-------- Text provided --------

Publication year - 2016
Publication title -
fisheries oceanography
Language(s) - English
Resource type - Journals
SCImago Journal Rank - 1.016
H-Index - 80
eISSN - 1365-2419
pISSN - 1054-6006
DOI - 10.1111/fog.12115
Subject(s) - fishing , fishery , predation , catch per unit effort , sea surface temperature , stock assessment , generalized additive model , spatial variability , environmental science , oceanography , ecology , biology , geology , statistics , mathematics
The capture of target species using pots or traps can be affected by interactions that occur inside fishing gear. In the Tasmanian southern rock lobster ( Jasus edwardsii ) fishery ( SRLF ), predation by octopus is known to vary spatially, assumed to be in response to different environmental and ecological conditions. However, these effects are not well understood and there is concern that changes in the system, as a result of climate change, may alter the spatial distribution and extent of octopus predation. Using fishery‐dependent commercial time series data (2000–2011), we first examined how in‐pot lobster mortality by octopus predation varied across fishing areas at inter‐ and intra‐annual scales. These spatial and temporal patterns were examined using dynamic regression models ( DRM ) using lagged variables of lobster abundance (lobster catch per unit effort, CPUE ), fishing effort (potlifts) and environmental variables (sea surface temperature, SST ). This demonstrated that in‐pot mortality in most areas was strongly affected by the current lobster CPUE (indicating an instantaneous direct impact), whereas fishing effort and SST differed spatially in terms of lag selection and correlation sign. Most eastern Tasmanian areas showed a stronger effect of fishing effort rather than SST , with the opposite pattern along the west coast. We provide the first classification of SRLF stock assessment areas based on predation risk level and identify the explanatory fishing and environmental factors.

-------- Dataset records --------

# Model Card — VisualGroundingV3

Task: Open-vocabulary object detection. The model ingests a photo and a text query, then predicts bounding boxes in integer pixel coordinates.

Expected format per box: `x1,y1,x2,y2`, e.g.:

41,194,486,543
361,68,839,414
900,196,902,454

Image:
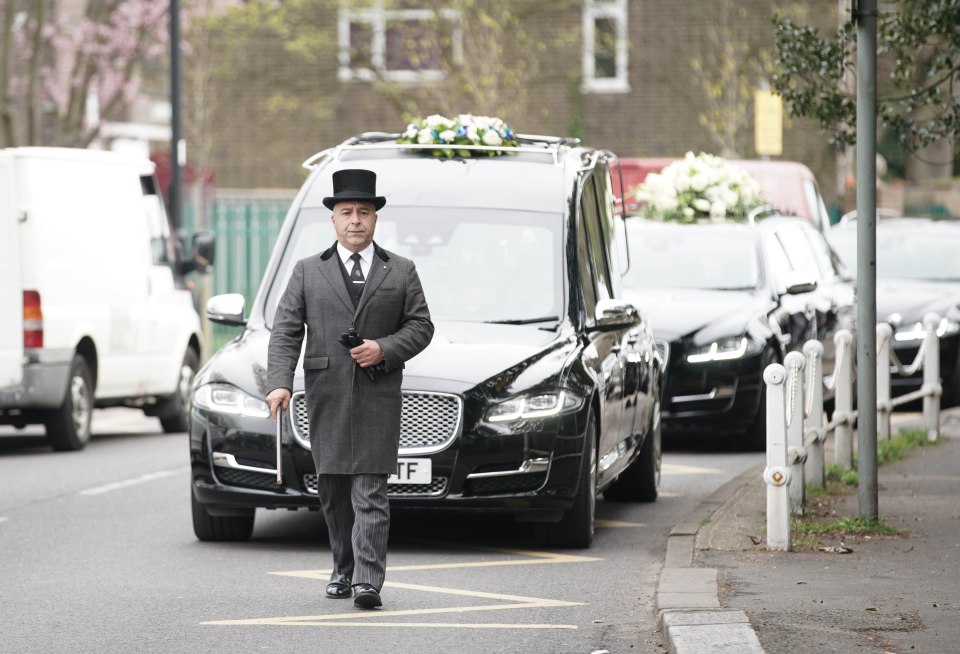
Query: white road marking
660,463,723,475
79,466,190,495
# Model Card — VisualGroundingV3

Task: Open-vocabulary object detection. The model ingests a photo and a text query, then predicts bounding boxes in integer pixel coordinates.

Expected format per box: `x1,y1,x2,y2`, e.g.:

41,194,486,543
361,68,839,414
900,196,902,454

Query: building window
583,0,630,93
338,0,463,82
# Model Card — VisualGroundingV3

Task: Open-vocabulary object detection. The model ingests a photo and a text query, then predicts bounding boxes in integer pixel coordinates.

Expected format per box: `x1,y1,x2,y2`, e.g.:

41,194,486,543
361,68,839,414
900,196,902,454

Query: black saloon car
190,134,662,547
829,218,960,407
624,216,855,448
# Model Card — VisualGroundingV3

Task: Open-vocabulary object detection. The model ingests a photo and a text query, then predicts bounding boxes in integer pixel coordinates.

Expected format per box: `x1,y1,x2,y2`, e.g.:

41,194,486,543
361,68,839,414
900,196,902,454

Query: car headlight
893,318,960,342
687,336,763,363
193,383,270,418
486,391,583,422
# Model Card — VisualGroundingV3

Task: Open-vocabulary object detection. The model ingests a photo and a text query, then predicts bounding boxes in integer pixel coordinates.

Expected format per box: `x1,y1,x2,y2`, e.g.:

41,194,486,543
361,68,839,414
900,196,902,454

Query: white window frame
337,0,463,83
581,0,630,93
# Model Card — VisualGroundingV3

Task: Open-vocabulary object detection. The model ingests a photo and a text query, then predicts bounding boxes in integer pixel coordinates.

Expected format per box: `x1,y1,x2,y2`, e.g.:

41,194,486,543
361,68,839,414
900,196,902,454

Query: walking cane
277,406,283,486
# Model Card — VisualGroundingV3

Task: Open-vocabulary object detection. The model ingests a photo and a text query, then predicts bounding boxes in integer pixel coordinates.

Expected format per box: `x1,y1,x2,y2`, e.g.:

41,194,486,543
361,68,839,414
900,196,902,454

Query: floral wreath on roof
636,152,761,223
397,114,518,158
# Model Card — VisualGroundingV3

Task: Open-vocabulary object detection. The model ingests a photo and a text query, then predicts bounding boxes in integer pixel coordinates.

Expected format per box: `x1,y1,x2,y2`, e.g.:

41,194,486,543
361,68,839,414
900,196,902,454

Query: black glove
340,327,387,381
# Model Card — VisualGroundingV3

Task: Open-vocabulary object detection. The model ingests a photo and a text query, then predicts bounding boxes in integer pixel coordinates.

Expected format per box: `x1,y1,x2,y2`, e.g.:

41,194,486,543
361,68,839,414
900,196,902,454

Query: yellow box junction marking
593,518,647,529
660,463,723,475
201,547,602,629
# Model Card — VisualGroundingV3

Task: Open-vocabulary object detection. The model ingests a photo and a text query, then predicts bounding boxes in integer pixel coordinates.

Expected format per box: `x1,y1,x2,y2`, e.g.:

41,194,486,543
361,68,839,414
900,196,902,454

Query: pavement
657,409,960,654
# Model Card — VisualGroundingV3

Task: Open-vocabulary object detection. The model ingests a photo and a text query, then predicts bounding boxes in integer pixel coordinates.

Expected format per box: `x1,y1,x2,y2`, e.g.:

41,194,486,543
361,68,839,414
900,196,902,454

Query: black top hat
323,168,387,211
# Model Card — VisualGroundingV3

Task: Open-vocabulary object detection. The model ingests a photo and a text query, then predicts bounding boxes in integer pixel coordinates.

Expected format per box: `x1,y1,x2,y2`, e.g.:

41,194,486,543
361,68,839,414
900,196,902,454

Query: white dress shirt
337,242,373,279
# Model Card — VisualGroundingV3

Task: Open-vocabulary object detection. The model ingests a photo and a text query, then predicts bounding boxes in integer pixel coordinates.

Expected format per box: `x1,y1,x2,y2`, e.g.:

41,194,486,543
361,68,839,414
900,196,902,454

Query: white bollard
783,352,807,515
833,329,853,470
923,313,943,443
803,341,827,488
877,322,893,441
763,363,791,551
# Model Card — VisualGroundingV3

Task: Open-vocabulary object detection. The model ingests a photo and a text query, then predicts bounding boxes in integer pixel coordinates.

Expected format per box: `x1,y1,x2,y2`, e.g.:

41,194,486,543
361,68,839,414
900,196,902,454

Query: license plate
387,459,433,484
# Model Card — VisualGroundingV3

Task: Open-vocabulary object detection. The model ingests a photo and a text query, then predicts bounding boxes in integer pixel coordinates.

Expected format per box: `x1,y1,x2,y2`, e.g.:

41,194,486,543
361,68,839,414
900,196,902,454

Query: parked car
190,134,662,547
624,217,855,448
829,217,960,406
612,157,830,232
0,148,214,450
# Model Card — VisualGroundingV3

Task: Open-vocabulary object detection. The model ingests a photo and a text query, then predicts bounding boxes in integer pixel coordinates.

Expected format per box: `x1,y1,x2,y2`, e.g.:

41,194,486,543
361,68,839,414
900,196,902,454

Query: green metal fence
183,190,295,358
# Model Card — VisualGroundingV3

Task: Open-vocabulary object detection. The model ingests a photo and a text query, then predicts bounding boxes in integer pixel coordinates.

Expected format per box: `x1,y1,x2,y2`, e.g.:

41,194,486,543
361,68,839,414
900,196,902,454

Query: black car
624,216,855,448
829,217,960,407
190,134,662,547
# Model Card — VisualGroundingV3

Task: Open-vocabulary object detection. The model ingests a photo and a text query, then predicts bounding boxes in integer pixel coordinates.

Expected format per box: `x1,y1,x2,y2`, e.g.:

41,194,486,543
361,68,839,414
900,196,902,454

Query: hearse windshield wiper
483,316,560,325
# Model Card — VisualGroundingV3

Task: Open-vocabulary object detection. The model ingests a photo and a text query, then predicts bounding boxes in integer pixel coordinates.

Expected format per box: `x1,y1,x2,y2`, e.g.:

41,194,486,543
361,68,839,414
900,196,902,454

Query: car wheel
190,492,256,541
542,411,597,548
156,348,200,434
603,402,663,502
44,354,93,452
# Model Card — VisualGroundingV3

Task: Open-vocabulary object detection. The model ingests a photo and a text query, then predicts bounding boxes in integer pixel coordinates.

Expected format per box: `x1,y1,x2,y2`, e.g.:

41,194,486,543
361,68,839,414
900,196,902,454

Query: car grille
214,466,277,490
464,472,547,495
303,475,447,497
291,391,463,453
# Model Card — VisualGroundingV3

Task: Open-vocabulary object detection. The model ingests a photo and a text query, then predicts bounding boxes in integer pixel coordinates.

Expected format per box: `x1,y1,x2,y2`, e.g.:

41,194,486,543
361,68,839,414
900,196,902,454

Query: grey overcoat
267,243,433,474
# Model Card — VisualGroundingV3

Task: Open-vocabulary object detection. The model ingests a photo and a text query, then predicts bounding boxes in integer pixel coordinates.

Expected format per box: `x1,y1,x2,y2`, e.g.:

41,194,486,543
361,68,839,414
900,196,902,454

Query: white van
0,147,213,450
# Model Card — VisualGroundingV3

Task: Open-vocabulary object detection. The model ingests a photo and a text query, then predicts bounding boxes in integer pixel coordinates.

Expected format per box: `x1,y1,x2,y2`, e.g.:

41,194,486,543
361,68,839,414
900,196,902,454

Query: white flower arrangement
397,114,517,157
636,152,761,223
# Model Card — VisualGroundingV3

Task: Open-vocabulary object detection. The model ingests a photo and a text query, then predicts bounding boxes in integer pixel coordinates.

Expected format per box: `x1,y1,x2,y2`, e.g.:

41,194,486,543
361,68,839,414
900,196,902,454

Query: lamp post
168,0,186,230
852,0,879,520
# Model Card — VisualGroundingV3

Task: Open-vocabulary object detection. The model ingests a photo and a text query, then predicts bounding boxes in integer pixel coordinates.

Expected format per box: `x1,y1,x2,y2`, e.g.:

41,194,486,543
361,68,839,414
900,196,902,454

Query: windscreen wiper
483,316,560,325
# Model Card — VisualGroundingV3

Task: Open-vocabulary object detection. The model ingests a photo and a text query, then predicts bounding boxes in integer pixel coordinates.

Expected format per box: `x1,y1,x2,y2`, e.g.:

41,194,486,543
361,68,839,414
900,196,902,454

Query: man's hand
350,338,383,368
267,388,290,420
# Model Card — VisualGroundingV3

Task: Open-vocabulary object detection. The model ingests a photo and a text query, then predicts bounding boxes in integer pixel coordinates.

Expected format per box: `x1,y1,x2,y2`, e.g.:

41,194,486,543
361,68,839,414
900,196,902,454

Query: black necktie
350,252,364,300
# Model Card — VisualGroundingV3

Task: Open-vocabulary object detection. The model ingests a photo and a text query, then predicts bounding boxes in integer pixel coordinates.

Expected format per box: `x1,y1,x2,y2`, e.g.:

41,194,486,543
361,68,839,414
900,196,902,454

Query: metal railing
763,313,942,550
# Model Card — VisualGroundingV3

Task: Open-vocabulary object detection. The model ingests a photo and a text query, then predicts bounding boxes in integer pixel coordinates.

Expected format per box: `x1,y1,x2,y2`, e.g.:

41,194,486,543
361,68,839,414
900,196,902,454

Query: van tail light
23,291,43,349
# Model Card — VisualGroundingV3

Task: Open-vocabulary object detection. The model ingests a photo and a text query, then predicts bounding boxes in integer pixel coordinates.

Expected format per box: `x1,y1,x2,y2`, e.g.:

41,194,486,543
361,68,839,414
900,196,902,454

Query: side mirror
193,232,217,273
786,274,817,295
593,299,640,331
207,293,247,327
176,232,216,275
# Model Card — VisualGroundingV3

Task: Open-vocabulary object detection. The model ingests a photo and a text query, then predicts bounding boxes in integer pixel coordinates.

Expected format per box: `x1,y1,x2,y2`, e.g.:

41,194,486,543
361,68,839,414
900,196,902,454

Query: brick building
201,0,842,203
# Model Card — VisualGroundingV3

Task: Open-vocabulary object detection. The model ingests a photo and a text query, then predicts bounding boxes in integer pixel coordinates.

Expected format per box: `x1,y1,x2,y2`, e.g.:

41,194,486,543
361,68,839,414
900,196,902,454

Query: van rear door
0,151,23,388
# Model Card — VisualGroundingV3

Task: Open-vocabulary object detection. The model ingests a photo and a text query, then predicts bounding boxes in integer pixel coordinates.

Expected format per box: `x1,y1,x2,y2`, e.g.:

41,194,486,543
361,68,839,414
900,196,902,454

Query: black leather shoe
326,579,353,599
353,584,383,609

--------

◆ Work to complete
Reproduce the full journal entry on octopus predation in the lobster fishery, word for word, from its first line to its last. None of the material is needed for this.

◆ The answer
Publication year - 2016
Publication title -
fisheries oceanography
Language(s) - English
Resource type - Journals
SCImago Journal Rank - 1.016
H-Index - 80
eISSN - 1365-2419
pISSN - 1054-6006
DOI - 10.1111/fog.12115
Subject(s) - fishing , fishery , predation , catch per unit effort , sea surface temperature , stock assessment , generalized additive model , spatial variability , environmental science , oceanography , ecology , biology , geology , statistics , mathematics
The capture of target species using pots or traps can be affected by interactions that occur inside fishing gear. In the Tasmanian southern rock lobster ( Jasus edwardsii ) fishery ( SRLF ), predation by octopus is known to vary spatially, assumed to be in response to different environmental and ecological conditions. However, these effects are not well understood and there is concern that changes in the system, as a result of climate change, may alter the spatial distribution and extent of octopus predation. Using fishery‐dependent commercial time series data (2000–2011), we first examined how in‐pot lobster mortality by octopus predation varied across fishing areas at inter‐ and intra‐annual scales. These spatial and temporal patterns were examined using dynamic regression models ( DRM ) using lagged variables of lobster abundance (lobster catch per unit effort, CPUE ), fishing effort (potlifts) and environmental variables (sea surface temperature, SST ). This demonstrated that in‐pot mortality in most areas was strongly affected by the current lobster CPUE (indicating an instantaneous direct impact), whereas fishing effort and SST differed spatially in terms of lag selection and correlation sign. Most eastern Tasmanian areas showed a stronger effect of fishing effort rather than SST , with the opposite pattern along the west coast. We provide the first classification of SRLF stock assessment areas based on predation risk level and identify the explanatory fishing and environmental factors.